DESAFIOS:
[1] Traduza para inglês a frase "A elasticidade da geometria continua a ser posta à prova e a aguentar estoicamente as forças aplicadas.", tirada do texto sobre o álbum "Blue Shift".
[2] No texto sobre o álbum "Blue Shift", transcreva tudo o que vai de "In Real Time é" até "de interesse acrescido.".

TEXTO APRESENTADO:
================
In Real Time: “Blue Shift” (Line Art)
Line Art
Parafraseando o sempre sagaz Mark Twain, as notícias sobre a morte do trio piano-contrabaixo-bateria são manifestamente exageradas. Amiúde, o nosso aparelho sensorial é estimulado por novos e substantivos exemplos de exploração das potencialidades criativas do formato, comprovando-se estarem longe de exauridas, em diferentes abordagens e latitudes estilísticas. A elasticidade da geometria continua a ser posta à prova e a aguentar estoicamente as forças aplicadas.
In Real Time é um trio destinado a acrescentar pontos a este conto, servindo-se dos préstimos de nomes sólidos da cena nova-iorquina como são a pianista Carol Liebowitz, o contrabaixista Adam Lane e o baterista e percussionista Andrew Drury. Apesar de “Blue Shift” – com selo da Line Art Records, editora independente criada pela pianista – ser o registo de estreia da formação, as origens desta remontam aos já longínquos anos 80 do século passado, quando Lane e Drury eram colegas na Universidade Wesleyan. Apesar de ambos exibirem um extenso rol de projetos e gravações, este é o primeiro álbum em que tocam juntos, o que, só por si, constitui motivo de interesse acrescido.
================
DADOS FORNECIDOS:
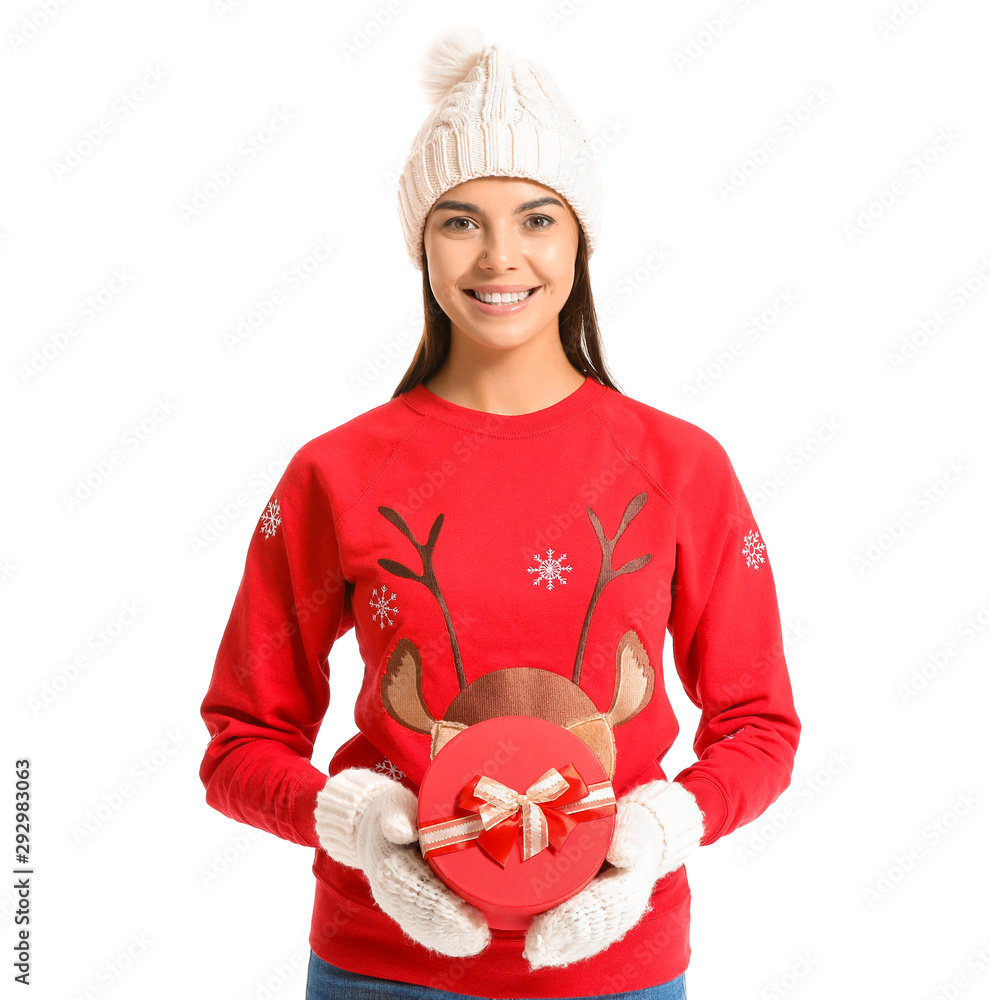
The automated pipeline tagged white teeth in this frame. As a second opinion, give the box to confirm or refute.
[471,288,533,306]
================
RESPOSTAS DOS EXERCÍCIOS:
[1] The elasticity of the geometry continues to be put to the test and to stoically withstand the forces applied.

[2]
In Real Time é um trio destinado a acrescentar pontos a este conto, servindo-se dos préstimos de nomes sólidos da cena nova-iorquina como são a pianista Carol Liebowitz, o contrabaixista Adam Lane e o baterista e percussionista Andrew Drury. Apesar de “Blue Shift” – com selo da Line Art Records, editora independente criada pela pianista – ser o registo de estreia da formação, as origens desta remontam aos já longínquos anos 80 do século passado, quando Lane e Drury eram colegas na Universidade Wesleyan. Apesar de ambos exibirem um extenso rol de projetos e gravações, este é o primeiro álbum em que tocam juntos, o que, só por si, constitui motivo de interesse acrescido.